[Records contained in a dataset]
--- START ---

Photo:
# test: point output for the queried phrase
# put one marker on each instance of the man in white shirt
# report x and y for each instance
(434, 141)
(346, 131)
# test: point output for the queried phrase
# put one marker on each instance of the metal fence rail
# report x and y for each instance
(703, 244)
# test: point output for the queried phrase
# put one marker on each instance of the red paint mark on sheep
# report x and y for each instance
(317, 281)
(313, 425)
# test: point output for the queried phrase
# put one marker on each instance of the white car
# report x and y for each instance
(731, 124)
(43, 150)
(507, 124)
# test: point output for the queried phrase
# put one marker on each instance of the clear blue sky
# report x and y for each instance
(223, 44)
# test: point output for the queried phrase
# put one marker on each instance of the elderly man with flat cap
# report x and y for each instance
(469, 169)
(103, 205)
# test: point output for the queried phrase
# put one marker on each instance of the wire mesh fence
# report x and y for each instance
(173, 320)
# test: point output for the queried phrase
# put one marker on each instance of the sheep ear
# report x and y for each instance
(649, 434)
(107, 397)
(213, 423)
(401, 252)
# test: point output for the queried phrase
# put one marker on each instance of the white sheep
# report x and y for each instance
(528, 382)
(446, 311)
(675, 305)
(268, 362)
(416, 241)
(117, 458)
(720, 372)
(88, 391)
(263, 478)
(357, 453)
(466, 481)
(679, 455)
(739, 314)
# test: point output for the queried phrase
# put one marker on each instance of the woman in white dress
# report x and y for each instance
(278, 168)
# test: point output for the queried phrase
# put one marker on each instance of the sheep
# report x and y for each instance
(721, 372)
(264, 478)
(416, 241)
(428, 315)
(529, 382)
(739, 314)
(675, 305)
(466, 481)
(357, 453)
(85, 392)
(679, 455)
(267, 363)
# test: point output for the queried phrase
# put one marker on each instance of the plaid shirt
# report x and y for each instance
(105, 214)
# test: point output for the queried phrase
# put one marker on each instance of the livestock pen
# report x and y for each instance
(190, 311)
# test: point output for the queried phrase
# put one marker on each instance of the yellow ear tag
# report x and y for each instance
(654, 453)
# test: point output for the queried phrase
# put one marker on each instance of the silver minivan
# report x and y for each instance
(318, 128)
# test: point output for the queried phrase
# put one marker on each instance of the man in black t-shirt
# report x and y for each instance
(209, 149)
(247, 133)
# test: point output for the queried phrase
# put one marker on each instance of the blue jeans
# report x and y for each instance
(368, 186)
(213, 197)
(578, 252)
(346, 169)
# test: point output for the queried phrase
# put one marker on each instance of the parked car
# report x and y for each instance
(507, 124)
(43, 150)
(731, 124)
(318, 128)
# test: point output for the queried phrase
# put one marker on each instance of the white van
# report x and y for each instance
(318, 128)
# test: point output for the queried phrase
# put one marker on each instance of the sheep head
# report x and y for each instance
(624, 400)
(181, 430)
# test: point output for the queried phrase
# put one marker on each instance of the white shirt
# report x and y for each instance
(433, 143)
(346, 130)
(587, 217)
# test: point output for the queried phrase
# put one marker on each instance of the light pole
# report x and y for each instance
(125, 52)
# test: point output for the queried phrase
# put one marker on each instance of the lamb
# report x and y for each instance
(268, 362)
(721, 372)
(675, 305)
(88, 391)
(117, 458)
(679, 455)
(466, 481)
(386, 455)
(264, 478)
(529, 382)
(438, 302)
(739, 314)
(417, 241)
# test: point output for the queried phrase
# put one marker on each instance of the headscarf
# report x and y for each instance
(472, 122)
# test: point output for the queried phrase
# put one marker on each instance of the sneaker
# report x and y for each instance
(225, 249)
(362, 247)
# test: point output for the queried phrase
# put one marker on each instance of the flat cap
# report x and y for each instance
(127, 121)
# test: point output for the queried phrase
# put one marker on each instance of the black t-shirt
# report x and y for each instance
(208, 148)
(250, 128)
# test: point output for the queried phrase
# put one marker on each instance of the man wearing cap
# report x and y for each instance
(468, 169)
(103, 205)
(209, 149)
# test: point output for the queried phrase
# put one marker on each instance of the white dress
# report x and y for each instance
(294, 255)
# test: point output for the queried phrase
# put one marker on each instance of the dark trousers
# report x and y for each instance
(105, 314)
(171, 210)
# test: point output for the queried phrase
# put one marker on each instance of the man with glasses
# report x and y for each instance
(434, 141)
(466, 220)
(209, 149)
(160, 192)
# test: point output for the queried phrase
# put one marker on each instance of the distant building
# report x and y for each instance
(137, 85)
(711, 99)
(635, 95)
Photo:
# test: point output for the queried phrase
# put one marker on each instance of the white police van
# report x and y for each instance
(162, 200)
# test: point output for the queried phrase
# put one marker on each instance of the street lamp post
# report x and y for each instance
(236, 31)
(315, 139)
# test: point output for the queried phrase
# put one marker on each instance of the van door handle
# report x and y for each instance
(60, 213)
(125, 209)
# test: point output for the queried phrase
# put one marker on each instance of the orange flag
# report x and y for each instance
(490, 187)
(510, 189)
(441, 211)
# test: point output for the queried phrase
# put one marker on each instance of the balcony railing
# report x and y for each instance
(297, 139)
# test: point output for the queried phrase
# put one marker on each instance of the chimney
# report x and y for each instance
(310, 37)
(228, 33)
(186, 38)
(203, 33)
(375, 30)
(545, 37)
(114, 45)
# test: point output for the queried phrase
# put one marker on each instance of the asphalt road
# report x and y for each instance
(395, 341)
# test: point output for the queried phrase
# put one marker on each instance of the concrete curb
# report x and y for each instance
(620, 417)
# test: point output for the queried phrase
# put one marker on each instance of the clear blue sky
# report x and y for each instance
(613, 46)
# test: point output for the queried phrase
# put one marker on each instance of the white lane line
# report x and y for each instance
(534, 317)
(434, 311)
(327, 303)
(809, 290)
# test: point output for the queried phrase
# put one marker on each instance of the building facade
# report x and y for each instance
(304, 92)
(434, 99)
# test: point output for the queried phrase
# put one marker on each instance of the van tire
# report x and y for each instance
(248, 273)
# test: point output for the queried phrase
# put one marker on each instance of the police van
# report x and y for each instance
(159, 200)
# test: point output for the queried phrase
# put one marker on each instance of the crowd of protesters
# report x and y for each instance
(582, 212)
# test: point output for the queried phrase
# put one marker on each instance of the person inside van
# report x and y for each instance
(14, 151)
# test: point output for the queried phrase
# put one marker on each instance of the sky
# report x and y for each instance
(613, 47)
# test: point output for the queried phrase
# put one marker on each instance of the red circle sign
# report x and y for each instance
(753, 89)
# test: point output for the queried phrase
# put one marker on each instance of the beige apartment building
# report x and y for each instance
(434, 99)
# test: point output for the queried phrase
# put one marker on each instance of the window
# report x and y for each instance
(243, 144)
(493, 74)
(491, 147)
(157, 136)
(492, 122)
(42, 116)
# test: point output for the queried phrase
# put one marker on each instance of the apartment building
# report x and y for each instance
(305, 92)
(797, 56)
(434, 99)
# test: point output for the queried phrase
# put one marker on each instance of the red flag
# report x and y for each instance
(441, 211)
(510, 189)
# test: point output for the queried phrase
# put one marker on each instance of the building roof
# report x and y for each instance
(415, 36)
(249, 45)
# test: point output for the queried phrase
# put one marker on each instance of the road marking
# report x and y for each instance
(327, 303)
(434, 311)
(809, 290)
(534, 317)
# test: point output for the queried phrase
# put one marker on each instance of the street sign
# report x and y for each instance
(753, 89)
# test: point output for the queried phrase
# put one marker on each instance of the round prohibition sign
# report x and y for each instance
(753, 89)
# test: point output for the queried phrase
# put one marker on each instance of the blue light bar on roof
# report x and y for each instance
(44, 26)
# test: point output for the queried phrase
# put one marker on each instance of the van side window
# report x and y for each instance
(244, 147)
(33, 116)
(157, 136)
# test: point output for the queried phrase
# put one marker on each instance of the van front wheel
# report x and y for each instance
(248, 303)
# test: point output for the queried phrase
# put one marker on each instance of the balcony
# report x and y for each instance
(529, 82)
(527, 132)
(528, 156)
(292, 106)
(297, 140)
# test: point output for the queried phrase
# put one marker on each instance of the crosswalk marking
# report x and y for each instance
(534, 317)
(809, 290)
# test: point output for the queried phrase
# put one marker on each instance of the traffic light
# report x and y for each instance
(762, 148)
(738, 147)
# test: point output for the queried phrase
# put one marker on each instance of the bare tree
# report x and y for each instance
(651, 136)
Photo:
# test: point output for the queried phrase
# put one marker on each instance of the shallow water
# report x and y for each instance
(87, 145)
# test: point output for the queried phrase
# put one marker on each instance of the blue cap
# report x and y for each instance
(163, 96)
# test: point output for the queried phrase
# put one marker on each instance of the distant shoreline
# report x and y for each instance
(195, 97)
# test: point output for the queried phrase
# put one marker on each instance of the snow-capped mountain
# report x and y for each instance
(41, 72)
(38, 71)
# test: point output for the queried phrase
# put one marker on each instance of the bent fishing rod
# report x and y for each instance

--- END ---

[Your goal] The word to find is "flag". Copy every line of the data that holds it.

[Written answer]
# put one marker on each instance of the orange flag
# put one marker on each instance of the red flag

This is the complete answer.